(Dataset entries)
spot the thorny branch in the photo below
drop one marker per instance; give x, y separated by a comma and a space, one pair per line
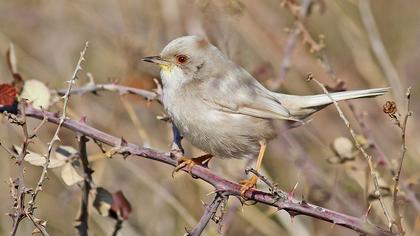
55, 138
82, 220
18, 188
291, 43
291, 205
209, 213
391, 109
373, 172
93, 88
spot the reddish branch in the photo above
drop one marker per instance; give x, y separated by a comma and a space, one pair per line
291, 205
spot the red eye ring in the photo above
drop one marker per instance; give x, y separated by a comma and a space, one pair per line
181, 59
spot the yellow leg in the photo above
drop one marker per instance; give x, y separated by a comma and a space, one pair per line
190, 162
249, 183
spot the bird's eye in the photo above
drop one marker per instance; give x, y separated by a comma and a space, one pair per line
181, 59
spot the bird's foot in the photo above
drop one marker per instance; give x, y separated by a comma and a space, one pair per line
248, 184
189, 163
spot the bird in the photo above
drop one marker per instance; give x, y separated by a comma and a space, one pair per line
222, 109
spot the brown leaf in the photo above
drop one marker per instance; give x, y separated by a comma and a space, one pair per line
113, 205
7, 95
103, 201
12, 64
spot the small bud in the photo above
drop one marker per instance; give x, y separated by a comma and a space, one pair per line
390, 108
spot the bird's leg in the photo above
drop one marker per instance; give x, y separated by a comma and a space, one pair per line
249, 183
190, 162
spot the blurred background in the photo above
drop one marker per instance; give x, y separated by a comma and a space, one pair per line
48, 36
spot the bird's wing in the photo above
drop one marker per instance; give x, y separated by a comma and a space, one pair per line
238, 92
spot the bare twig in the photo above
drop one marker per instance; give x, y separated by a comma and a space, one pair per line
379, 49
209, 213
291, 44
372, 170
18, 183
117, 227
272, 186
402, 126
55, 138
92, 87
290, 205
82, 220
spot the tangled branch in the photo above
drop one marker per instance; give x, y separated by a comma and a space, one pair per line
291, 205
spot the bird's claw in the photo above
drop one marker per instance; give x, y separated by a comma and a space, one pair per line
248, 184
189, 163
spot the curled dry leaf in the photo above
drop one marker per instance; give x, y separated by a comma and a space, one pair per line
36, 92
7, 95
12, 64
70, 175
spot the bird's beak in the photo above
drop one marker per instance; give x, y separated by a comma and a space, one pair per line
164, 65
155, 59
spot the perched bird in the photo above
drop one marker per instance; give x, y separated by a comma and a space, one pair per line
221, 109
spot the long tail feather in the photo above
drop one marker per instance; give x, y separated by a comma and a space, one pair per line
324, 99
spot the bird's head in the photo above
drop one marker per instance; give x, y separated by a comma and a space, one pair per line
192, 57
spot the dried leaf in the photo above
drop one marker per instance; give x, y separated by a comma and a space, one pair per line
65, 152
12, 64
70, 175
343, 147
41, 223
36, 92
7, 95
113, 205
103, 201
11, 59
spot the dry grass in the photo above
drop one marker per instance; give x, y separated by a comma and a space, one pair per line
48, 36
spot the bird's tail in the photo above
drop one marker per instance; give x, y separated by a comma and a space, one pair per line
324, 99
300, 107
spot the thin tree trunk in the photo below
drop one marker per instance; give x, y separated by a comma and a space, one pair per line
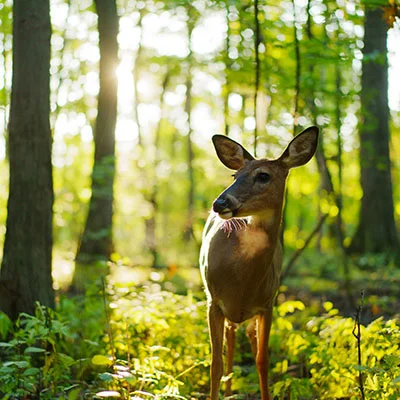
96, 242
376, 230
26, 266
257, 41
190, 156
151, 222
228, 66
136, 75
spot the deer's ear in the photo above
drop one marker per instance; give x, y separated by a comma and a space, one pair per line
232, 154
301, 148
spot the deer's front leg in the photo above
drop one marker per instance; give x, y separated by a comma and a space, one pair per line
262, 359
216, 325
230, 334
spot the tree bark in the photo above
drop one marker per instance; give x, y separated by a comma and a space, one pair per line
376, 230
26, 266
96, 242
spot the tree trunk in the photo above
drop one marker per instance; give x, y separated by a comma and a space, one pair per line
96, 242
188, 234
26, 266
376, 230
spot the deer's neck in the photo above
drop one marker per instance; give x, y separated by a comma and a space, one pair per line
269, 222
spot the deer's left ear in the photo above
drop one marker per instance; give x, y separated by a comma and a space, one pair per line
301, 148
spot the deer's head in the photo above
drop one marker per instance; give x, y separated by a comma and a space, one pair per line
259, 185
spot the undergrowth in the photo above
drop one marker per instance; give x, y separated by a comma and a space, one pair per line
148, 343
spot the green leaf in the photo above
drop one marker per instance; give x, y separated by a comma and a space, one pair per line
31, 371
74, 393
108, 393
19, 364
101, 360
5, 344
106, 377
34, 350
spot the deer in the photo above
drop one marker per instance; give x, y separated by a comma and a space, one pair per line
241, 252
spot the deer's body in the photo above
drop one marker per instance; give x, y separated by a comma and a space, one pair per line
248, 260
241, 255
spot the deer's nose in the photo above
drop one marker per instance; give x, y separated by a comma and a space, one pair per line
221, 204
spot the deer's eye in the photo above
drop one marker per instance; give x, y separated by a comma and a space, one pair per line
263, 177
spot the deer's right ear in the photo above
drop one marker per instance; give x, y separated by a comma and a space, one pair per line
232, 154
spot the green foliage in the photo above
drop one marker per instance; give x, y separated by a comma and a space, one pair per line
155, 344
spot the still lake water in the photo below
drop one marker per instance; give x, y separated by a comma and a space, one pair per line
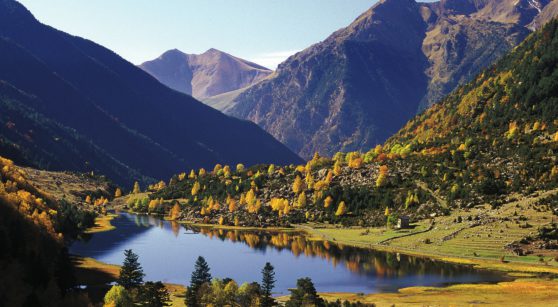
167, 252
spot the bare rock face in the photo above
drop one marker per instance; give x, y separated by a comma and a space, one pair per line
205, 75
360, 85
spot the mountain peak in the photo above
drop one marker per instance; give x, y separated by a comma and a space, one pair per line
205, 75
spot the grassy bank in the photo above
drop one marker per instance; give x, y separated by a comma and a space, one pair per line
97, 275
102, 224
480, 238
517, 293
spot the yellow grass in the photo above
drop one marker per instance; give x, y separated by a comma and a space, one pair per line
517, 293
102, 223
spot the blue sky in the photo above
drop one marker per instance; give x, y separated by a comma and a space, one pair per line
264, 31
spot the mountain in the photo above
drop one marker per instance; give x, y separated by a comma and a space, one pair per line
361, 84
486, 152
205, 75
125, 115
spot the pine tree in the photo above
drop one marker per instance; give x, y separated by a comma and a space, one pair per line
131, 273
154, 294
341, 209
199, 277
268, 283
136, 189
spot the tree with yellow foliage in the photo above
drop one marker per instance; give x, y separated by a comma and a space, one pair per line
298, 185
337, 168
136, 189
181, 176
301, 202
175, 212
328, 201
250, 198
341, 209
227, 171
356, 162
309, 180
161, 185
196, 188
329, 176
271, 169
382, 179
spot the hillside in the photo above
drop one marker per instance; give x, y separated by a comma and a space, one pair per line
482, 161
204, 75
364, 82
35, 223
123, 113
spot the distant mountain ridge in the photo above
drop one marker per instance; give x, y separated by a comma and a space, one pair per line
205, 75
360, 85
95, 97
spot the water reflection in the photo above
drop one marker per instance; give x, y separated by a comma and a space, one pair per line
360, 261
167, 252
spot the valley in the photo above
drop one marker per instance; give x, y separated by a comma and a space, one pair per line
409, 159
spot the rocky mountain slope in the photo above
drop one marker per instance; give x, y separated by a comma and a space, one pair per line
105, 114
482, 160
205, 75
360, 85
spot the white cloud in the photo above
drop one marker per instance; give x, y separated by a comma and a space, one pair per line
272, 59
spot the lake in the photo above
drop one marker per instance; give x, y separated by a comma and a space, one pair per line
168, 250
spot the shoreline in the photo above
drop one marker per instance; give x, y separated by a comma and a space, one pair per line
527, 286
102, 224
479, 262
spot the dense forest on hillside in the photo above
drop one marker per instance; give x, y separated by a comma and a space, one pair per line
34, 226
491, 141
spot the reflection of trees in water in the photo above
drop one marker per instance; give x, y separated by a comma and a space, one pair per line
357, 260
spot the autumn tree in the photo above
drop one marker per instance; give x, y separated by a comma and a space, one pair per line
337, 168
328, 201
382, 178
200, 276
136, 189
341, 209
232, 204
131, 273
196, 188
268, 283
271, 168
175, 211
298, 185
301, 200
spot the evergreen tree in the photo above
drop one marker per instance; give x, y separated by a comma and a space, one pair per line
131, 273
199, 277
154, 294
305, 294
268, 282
* * *
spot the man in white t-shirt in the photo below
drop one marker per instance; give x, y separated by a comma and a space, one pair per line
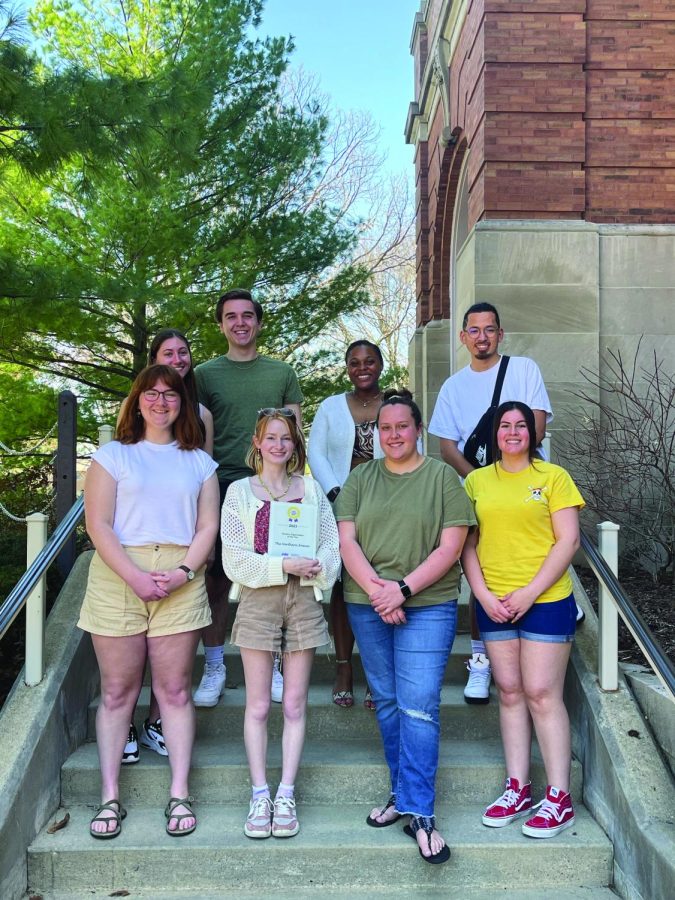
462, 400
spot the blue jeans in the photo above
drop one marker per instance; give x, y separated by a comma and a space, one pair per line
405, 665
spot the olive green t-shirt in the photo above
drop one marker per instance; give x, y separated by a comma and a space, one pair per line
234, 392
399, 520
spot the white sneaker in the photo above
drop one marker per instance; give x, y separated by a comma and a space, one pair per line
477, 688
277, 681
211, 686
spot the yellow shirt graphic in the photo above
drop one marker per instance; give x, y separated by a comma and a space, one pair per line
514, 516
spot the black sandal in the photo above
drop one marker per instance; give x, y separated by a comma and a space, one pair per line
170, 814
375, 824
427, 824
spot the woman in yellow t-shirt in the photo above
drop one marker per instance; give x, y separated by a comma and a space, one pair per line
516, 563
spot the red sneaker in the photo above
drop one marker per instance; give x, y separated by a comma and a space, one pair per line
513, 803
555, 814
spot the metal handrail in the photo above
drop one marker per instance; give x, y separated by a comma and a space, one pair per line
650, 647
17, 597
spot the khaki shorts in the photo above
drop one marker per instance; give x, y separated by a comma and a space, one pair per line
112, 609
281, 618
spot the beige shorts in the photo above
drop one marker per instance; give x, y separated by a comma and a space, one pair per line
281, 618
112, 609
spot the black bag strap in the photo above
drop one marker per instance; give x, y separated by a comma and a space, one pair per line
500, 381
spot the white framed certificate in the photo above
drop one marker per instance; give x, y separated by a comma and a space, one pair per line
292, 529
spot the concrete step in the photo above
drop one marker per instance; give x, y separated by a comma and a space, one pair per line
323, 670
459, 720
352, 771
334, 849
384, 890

Work to do –
Report every line in the entries above that contains the word "foliage".

Answer to the task –
spot the green foliage in the photo above
spot the tree with yellow foliage in the photo above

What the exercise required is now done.